» **The exercise**
Can you output every line of the data below as a JSON list of strings, with one string per line and no blank lines? Leave the pictures out of it.

» **Entries for labeling object positions**
+ + + + +
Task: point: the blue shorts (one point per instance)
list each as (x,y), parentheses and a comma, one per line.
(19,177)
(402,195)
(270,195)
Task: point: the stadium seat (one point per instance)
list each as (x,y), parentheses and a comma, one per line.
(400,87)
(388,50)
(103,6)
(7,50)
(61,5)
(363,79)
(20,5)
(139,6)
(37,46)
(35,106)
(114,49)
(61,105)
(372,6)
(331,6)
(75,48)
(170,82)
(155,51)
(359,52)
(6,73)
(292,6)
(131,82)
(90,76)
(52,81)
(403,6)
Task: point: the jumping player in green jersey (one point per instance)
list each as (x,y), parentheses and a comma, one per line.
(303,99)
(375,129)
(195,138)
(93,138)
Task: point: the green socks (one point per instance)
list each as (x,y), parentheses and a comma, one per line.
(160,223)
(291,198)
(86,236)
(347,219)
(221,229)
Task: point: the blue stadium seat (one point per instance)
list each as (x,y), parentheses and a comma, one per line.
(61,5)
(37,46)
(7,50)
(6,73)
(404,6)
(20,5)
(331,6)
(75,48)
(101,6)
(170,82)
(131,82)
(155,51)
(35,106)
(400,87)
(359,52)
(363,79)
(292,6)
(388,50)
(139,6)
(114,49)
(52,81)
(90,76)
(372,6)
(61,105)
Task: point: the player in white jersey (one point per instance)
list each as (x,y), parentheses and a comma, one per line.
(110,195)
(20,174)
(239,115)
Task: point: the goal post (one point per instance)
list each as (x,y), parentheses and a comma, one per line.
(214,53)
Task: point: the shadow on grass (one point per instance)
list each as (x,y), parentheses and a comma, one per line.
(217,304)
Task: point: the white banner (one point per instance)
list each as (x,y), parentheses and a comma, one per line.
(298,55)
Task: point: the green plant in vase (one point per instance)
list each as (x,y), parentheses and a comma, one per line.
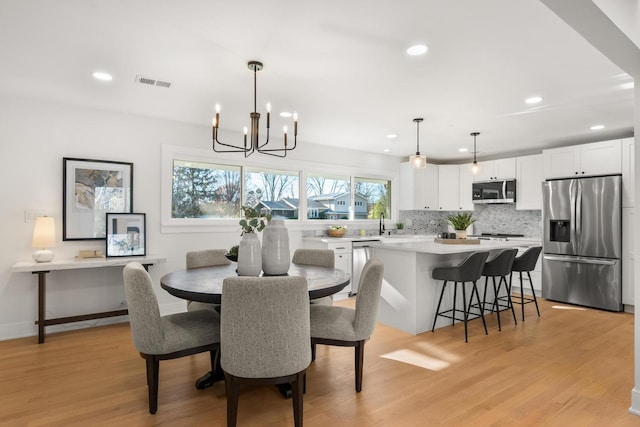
(460,222)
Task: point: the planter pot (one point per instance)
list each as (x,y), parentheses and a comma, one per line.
(249,256)
(275,248)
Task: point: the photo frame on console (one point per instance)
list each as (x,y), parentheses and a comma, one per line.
(90,189)
(126,235)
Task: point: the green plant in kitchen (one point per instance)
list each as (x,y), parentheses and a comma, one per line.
(461,221)
(254,220)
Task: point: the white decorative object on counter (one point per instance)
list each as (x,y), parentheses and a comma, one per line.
(275,248)
(249,256)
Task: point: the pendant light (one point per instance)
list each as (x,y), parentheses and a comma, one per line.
(418,161)
(474,166)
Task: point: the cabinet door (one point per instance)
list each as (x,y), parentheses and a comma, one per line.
(601,158)
(529,182)
(628,173)
(561,162)
(466,187)
(504,168)
(449,187)
(628,256)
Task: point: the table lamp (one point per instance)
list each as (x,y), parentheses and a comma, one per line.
(44,236)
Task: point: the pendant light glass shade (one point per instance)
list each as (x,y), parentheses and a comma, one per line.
(418,161)
(474,165)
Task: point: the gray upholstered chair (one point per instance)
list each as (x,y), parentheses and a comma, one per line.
(320,257)
(343,326)
(165,337)
(264,331)
(205,258)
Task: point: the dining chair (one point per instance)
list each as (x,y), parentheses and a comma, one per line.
(346,327)
(165,337)
(319,257)
(264,336)
(205,258)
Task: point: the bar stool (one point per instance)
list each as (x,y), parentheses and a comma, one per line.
(499,266)
(525,263)
(469,270)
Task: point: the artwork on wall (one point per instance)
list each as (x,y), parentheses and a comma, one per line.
(125,234)
(91,189)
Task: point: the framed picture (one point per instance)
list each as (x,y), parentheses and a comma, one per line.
(125,234)
(90,189)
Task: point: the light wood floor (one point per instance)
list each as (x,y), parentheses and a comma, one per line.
(566,368)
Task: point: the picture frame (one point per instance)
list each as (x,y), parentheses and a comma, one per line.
(126,235)
(90,189)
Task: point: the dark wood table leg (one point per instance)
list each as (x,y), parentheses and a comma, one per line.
(42,288)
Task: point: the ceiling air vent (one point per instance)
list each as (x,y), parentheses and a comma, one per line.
(152,82)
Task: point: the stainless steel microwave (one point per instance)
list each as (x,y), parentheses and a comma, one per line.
(497,191)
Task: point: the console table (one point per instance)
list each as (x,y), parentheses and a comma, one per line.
(42,268)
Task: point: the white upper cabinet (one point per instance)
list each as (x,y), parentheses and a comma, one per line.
(529,182)
(628,173)
(598,158)
(418,187)
(496,169)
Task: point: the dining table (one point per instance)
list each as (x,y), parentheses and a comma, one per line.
(204,284)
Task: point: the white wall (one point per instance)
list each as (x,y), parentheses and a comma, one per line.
(35,136)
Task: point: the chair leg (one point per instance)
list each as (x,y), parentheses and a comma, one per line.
(533,292)
(435,317)
(297,398)
(359,356)
(232,400)
(153,376)
(475,288)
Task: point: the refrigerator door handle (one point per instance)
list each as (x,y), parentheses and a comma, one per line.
(580,260)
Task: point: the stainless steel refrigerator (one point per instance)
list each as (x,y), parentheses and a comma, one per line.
(582,241)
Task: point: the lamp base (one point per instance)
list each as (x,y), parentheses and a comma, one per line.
(43,255)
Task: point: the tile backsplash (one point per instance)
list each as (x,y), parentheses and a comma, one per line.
(494,218)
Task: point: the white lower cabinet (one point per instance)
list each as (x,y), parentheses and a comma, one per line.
(342,250)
+ + + + +
» **Correct response**
[
  "Task: point: the blue shorts (one point per instance)",
  "list each as (x,y), parentheses and a comma, one per line.",
  "(19,177)",
  "(402,195)",
  "(270,195)",
  "Task: point: the stadium seat (one point per instance)",
  "list each as (x,y), parentheses and a comma, one per line.",
  "(400,87)",
  "(388,50)",
  "(103,6)",
  "(7,50)",
  "(61,5)",
  "(363,79)",
  "(20,5)",
  "(139,6)",
  "(37,46)",
  "(35,106)",
  "(114,49)",
  "(61,105)",
  "(372,6)",
  "(331,6)",
  "(75,48)",
  "(170,82)",
  "(155,51)",
  "(359,52)",
  "(6,73)",
  "(292,6)",
  "(131,82)",
  "(90,76)",
  "(52,81)",
  "(403,6)",
  "Task: point: the jumping player in green jersey (one point per instance)",
  "list each as (x,y), parentheses and a comma, one per line.",
  "(303,99)",
  "(375,129)",
  "(195,138)",
  "(93,138)",
  "Task: point: the green socks (one point per instance)",
  "list each as (x,y), parentheses and a comma, one per line.",
  "(160,223)",
  "(291,198)",
  "(86,236)",
  "(347,219)",
  "(221,229)",
  "Task: point: the blue stadium seat (one point per instance)",
  "list each as (x,y), parentheses and a comma, one per line.",
  "(61,5)",
  "(37,46)",
  "(7,50)",
  "(6,73)",
  "(404,6)",
  "(20,5)",
  "(331,6)",
  "(75,48)",
  "(101,6)",
  "(170,82)",
  "(131,82)",
  "(155,51)",
  "(35,106)",
  "(400,87)",
  "(359,52)",
  "(363,79)",
  "(292,6)",
  "(388,50)",
  "(139,6)",
  "(114,49)",
  "(52,81)",
  "(90,76)",
  "(372,6)",
  "(61,105)",
  "Task: point: the player in white jersey (one point per instance)",
  "list each as (x,y), parentheses and a comma, one per line.",
  "(110,195)",
  "(20,174)",
  "(239,115)",
  "Task: point: the goal post (one point per instance)",
  "list each as (x,y), parentheses and a comma, one per line.",
  "(214,53)",
  "Task: point: the shadow on grass (one point per instance)",
  "list each as (x,y), parentheses and a comma, one per line.",
  "(217,304)",
  "Task: point: the white banner (one point per instance)",
  "list each as (x,y), parentheses and a comma, one per line.",
  "(298,55)",
  "Task: point: the green plant in vase (one point per instance)",
  "list each as (x,y), parentheses and a comma, one per line.",
  "(460,222)",
  "Task: point: the planter pot (one point per instance)",
  "list each as (x,y), parentheses and a comma, one per line.",
  "(249,256)",
  "(275,248)",
  "Task: point: the photo frame on console (one point per instance)",
  "list each as (x,y), parentheses and a comma, one per line.",
  "(90,189)",
  "(126,235)",
  "Task: point: the green plant in kitchen (one point per instance)",
  "list each as (x,y), parentheses and a comma, one per line.",
  "(461,221)",
  "(254,220)",
  "Task: point: the white decorative object on counter (one point per instance)",
  "list each as (x,y), parentheses and a comma, one per line.",
  "(275,248)",
  "(249,256)",
  "Task: point: the pendant light (one point per instance)",
  "list each as (x,y), parentheses and a comma, one per line.",
  "(418,161)",
  "(474,166)",
  "Task: point: the cabinet door (one point per instance)",
  "list each as (x,y), parentheses and a comma, one per line.",
  "(601,158)",
  "(529,182)",
  "(628,173)",
  "(561,162)",
  "(466,187)",
  "(504,168)",
  "(449,187)",
  "(628,256)",
  "Task: point: the table lamp (one point per instance)",
  "list each as (x,y), parentheses and a comma, one per line.",
  "(44,236)",
  "Task: point: the pendant light glass shade (one point per instance)",
  "list each as (x,y), parentheses and a comma, one per line.",
  "(418,161)",
  "(474,165)",
  "Task: point: the gray upholstered chair (one point per instance)",
  "list each as (x,y), parentheses and a comma, one per line.",
  "(320,257)",
  "(343,326)",
  "(165,337)",
  "(264,331)",
  "(205,258)",
  "Task: point: the dining chair (one point per instance)",
  "list each as (x,y), parentheses and a comma, one per line.",
  "(346,327)",
  "(165,337)",
  "(319,257)",
  "(264,336)",
  "(205,258)",
  "Task: point: the bar stool (one point per instance)",
  "list each as (x,y), parentheses and a comma, one per line.",
  "(499,266)",
  "(525,263)",
  "(469,270)",
  "Task: point: the artwork on wall (one point per instance)",
  "list each as (x,y), parentheses and a comma, one per line.",
  "(125,234)",
  "(91,189)",
  "Task: point: the framed picture (one point per instance)",
  "list each as (x,y), parentheses and a comma, one per line.",
  "(125,234)",
  "(90,189)",
  "Task: point: the light wood floor (one point per instance)",
  "list each as (x,y), parentheses and a comma, one per line.",
  "(566,368)",
  "Task: point: the picture frame (one point per instance)",
  "list each as (x,y), parentheses and a comma, one per line.",
  "(126,235)",
  "(90,189)",
  "Task: point: the dark wood table leg (one point per instance)",
  "list each as (x,y), parentheses and a comma, one per line.",
  "(42,288)",
  "Task: point: the ceiling air vent (one point per instance)",
  "list each as (x,y), parentheses and a comma, one per line.",
  "(152,82)",
  "Task: point: the stainless steel microwave (one point per instance)",
  "list each as (x,y), parentheses and a comma, one per line.",
  "(497,191)",
  "Task: point: the console table (one point per instance)",
  "list each as (x,y), parentheses and a comma, one per line.",
  "(42,268)",
  "Task: point: the white upper cabinet (one point per instance)",
  "list each as (x,y), parentheses and a comma, one per line.",
  "(529,182)",
  "(628,173)",
  "(598,158)",
  "(418,187)",
  "(496,169)",
  "Task: point: the dining table (one point per instance)",
  "list each as (x,y), parentheses and a comma, one per line.",
  "(204,284)",
  "Task: point: the white wall (one point per instance)",
  "list each as (x,y), parentheses and a comma, one per line.",
  "(35,136)",
  "Task: point: the chair leg (one point per instance)",
  "list each as (x,y), parentheses and a comma, one per line.",
  "(533,292)",
  "(435,317)",
  "(297,398)",
  "(359,356)",
  "(232,400)",
  "(153,376)",
  "(475,288)",
  "Task: point: the refrigerator door handle (one point per instance)",
  "list each as (x,y), parentheses and a comma, one per line.",
  "(580,260)",
  "Task: point: the stainless steel refrigerator (one point per instance)",
  "list each as (x,y), parentheses and a comma, one per line.",
  "(582,241)",
  "Task: point: the lamp base (one point per instance)",
  "list each as (x,y), parentheses and a comma, one per line.",
  "(43,255)",
  "Task: point: the tile backsplash (one point per instance)",
  "list each as (x,y), parentheses and a comma, one per line.",
  "(494,218)",
  "Task: point: the white lower cabinet (one point per instance)",
  "list each as (x,y), parentheses and a comma, one per line.",
  "(342,250)"
]